PROVIDED INFORMATION.
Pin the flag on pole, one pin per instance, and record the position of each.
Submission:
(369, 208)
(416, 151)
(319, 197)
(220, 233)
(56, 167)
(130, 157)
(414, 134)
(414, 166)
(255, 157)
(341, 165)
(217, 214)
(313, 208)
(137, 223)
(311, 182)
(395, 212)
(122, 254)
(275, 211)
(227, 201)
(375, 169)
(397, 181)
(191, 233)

REQUEST.
Please reproduce the entries above word for word, without any changes.

REPLY.
Pin the flag on pole, one pin per instance, and record the position of each.
Submission:
(369, 208)
(416, 151)
(319, 197)
(220, 233)
(56, 167)
(130, 157)
(414, 134)
(414, 166)
(255, 157)
(341, 165)
(217, 214)
(313, 208)
(137, 223)
(311, 182)
(395, 212)
(122, 254)
(275, 211)
(227, 201)
(375, 169)
(397, 181)
(191, 233)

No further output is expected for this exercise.